EXERCISE REQUIREMENTS: In the records, turn everything from the line containing "In the image above, find the open mouth" down to the line containing "199;95;208;107", both of those lines included, into a numbered list. Give only those lines, and leave out any blank ones.

Records contained in a dataset:
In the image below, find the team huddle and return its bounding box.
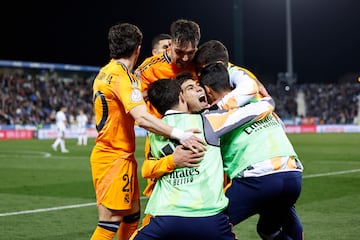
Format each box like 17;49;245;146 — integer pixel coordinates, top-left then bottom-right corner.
90;19;304;240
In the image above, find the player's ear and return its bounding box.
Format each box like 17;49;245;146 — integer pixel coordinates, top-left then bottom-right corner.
179;92;186;103
204;85;212;95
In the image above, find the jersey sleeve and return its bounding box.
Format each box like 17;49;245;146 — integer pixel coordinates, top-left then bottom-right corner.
141;137;176;178
205;97;275;137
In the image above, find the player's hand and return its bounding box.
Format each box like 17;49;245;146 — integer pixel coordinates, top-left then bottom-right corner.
171;128;206;153
172;145;205;167
255;79;270;97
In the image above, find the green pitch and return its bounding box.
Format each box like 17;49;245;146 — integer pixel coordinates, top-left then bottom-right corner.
0;133;360;240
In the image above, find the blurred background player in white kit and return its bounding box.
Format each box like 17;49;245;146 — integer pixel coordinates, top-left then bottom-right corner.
51;106;69;153
76;109;89;146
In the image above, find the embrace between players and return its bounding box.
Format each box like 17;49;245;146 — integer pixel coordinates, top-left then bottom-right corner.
91;19;303;240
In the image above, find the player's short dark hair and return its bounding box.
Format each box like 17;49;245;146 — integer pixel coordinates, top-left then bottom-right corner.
151;33;171;48
108;23;143;59
147;78;181;115
199;63;231;92
193;40;229;66
174;72;194;87
170;19;201;47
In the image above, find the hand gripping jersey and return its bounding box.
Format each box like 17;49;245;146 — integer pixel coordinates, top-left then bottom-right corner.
143;98;273;217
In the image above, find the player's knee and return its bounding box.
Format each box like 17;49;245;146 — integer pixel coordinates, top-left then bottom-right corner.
123;211;140;223
256;225;285;240
98;221;120;232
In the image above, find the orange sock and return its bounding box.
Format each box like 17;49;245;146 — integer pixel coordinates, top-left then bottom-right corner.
118;220;139;240
90;226;116;240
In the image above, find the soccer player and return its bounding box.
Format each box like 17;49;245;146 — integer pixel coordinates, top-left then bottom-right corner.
76;109;88;146
193;40;269;109
131;74;272;240
90;23;205;240
151;33;171;56
51;106;69;153
199;63;303;240
135;19;201;118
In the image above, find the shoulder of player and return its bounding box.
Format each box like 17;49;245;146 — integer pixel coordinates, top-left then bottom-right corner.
135;55;168;72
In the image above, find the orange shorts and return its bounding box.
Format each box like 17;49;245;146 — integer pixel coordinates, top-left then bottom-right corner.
91;151;140;210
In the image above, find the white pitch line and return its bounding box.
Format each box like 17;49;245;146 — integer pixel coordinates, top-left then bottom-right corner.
0;169;360;217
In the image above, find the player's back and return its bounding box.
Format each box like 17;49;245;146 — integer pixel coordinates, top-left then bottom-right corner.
93;60;144;157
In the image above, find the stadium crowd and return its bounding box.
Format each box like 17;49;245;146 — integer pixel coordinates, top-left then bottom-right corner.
0;65;360;126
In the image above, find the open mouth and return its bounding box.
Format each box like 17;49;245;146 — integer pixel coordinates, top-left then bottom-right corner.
199;95;208;107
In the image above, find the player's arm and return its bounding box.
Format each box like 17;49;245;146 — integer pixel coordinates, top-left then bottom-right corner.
130;104;206;152
141;145;204;178
205;97;275;136
217;71;259;109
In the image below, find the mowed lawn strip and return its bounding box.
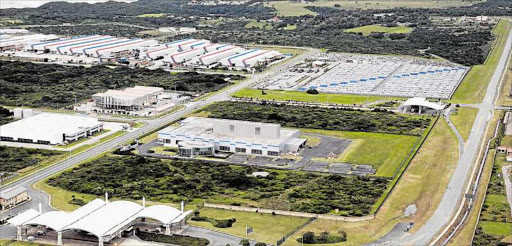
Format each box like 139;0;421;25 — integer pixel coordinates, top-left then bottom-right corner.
450;107;478;140
233;89;401;105
188;208;308;244
301;129;419;177
451;19;511;103
283;119;458;246
345;25;413;36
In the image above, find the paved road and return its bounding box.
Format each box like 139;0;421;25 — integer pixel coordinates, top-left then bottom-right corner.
389;20;512;245
0;49;319;238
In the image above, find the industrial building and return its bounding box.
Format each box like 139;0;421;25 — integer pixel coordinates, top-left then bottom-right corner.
92;86;164;113
8;194;192;246
158;117;306;157
0;186;28;211
0;113;103;144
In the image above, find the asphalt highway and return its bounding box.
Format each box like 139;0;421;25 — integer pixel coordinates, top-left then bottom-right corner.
388;21;512;245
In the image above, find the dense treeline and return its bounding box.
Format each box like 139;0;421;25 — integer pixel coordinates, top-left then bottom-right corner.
203;102;430;135
0;106;13;126
0;61;239;107
0;146;62;172
49;156;388;216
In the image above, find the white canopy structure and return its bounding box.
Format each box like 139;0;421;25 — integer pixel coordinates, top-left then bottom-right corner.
9;196;192;245
399;97;445;114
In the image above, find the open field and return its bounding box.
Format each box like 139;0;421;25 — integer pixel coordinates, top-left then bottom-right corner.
451;19;511;103
345;25;413;36
188;208;308;244
450;107;478;141
265;0;481;16
245;20;272;30
284;119;458;246
233;88;401;105
301;129;419;177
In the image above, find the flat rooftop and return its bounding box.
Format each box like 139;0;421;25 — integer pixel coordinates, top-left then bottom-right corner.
158;117;299;145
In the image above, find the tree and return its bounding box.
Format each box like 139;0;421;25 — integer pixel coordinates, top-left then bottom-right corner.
239;239;251;246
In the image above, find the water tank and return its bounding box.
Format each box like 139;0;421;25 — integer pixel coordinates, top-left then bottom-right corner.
13;108;23;119
23;108;34;118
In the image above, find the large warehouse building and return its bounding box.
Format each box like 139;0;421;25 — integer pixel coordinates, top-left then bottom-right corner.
158;117;306;157
0;113;103;144
92;86;164;111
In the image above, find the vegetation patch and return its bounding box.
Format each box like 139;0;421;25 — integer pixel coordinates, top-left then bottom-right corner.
198;102;431;135
48;156;388;216
135;231;210;246
0;146;65;172
345;25;413;36
0;61;240;108
297;231;347;244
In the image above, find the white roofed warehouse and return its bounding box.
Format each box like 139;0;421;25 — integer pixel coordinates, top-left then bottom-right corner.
0;113;103;144
8;194;192;246
158;117;306;157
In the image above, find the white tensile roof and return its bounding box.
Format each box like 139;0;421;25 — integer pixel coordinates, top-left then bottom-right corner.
9;199;191;238
402;97;444;110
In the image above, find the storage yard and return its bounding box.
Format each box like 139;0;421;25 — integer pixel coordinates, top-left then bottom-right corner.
0;34;286;72
257;53;469;99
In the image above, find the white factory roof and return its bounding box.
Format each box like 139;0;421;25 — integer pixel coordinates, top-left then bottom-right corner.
158;117;298;145
0;186;27;199
402;97;444;110
9;199;191;238
0;113;100;143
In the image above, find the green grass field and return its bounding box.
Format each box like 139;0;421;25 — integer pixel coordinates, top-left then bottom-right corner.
265;0;482;16
450;107;478;140
245;20;272;30
451;19;511;103
188;208;308;244
345;25;413;36
233;88;401;105
479;221;512;236
301;129;419;177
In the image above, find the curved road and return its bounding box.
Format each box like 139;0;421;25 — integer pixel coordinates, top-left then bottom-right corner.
388;20;512;245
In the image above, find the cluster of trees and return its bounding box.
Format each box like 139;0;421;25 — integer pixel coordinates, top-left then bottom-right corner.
0;146;62;172
0;61;240;108
28;23;146;37
48;156;388;215
0;0;273;25
203;102;430;135
0;106;13;126
297;231;347;244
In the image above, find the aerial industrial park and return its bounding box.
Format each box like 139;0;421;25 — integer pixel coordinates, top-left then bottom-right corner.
0;0;512;246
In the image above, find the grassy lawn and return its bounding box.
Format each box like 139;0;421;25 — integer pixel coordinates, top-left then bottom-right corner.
301;129;419;177
188;208;308;244
450;107;478;141
345;25;413;36
479;221;512;236
451;19;511;103
233;88;400;105
245;20;272;30
284;119;458;246
265;0;481;16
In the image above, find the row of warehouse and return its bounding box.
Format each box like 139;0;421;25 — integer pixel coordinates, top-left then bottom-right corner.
0;34;283;68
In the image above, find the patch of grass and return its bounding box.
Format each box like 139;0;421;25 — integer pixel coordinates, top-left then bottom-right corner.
188;208;308;244
137;13;165;18
283;120;458;246
451;19;511;103
245;20;273;30
345;25;413;36
232;88;401;105
479;221;512;236
450;107;478;141
301;129;419;177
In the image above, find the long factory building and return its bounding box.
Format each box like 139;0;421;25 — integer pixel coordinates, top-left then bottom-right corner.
8;34;282;69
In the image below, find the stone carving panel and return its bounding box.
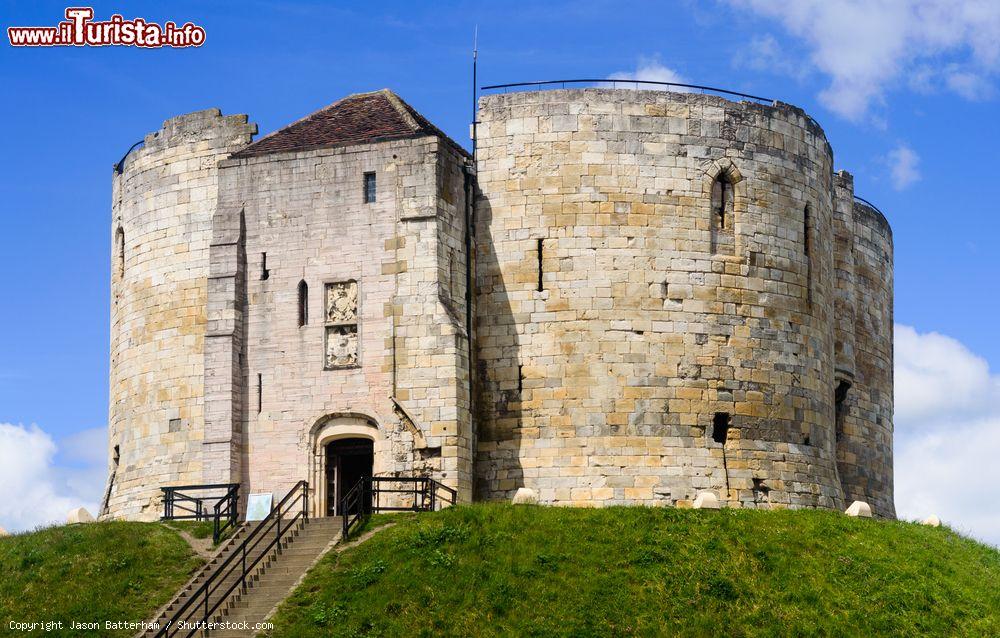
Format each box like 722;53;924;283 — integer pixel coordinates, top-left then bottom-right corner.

THE ANSWER:
1. In the image above, find the open mouth and return its bounding box.
2. Format each box like 17;49;245;146 — integer pixel coordinates, top-left then bottom-right corner.
3. 199;95;208;107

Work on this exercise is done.